WHAT TO WORK ON:
Begin with the line where "Which pixel sits on the white" appears. Set down that line and the rest of the records below it exactly as given.

── LISTED RECORDS

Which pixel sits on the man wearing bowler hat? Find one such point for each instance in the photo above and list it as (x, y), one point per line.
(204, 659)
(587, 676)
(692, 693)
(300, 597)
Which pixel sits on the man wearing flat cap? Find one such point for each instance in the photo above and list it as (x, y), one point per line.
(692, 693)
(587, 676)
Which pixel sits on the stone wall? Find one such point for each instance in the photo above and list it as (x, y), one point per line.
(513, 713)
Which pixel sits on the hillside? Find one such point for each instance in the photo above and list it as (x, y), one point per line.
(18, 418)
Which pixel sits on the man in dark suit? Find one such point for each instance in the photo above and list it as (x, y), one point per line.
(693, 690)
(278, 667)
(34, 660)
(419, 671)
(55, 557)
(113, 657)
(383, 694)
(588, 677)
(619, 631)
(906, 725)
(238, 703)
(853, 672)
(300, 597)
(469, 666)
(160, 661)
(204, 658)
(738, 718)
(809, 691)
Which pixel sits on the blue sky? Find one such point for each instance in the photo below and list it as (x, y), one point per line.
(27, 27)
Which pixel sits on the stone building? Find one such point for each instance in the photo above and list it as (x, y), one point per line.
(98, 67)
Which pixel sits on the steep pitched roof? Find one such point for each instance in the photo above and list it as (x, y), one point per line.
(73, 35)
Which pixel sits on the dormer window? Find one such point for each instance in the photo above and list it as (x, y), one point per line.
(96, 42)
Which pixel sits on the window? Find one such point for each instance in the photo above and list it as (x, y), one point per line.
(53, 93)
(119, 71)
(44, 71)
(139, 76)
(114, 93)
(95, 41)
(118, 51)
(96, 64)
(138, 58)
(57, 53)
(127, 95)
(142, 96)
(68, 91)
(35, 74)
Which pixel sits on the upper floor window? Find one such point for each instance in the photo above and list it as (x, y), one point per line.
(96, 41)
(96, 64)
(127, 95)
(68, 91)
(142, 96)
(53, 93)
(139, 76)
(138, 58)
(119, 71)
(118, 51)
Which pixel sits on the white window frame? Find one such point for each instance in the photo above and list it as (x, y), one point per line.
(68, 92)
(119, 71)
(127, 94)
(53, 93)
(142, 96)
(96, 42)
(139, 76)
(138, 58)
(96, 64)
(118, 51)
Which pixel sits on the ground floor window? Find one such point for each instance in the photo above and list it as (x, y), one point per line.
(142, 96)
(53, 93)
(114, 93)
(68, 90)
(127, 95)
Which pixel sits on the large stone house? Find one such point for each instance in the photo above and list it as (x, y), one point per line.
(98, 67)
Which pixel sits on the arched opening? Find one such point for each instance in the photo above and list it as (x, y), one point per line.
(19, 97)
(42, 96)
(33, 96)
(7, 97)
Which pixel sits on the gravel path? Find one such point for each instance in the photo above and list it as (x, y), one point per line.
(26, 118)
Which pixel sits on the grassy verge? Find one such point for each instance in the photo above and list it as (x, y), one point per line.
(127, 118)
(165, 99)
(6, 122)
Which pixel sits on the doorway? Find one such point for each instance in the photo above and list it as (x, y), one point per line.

────

RESPONSE TO THIS EXERCISE:
Which pixel sits on the white window frame? Find one such point for each instance in the photo above and list it as (x, y), one point per line.
(68, 92)
(119, 71)
(127, 94)
(53, 93)
(142, 96)
(96, 42)
(139, 76)
(138, 58)
(96, 64)
(118, 51)
Which pixel sits on the ground floor window? Find one such point for each instance in the photo above and list it as (x, y), one point per line.
(142, 96)
(53, 93)
(114, 93)
(68, 90)
(127, 95)
Which pixel sits on the large stone house? Find one such point for each instance in the photo above and list it as (x, y), one point per line.
(98, 67)
Which pixel sits on the arched opening? Find one such point for each instance in the photo above and list it as (x, y), one point per line.
(19, 97)
(42, 96)
(33, 96)
(7, 97)
Which pixel sits on the gravel path? Find one such point for each instance in the photo above and list it as (x, y), one point per line.
(26, 118)
Which pixel sits on the grassy verge? Find one such point for each instance in the photo above and list it as (x, y), one point per line.
(127, 118)
(165, 99)
(6, 122)
Which pixel sits on the doorway? Find one such point for each instance in the photo above and list it as (x, y), one point per line.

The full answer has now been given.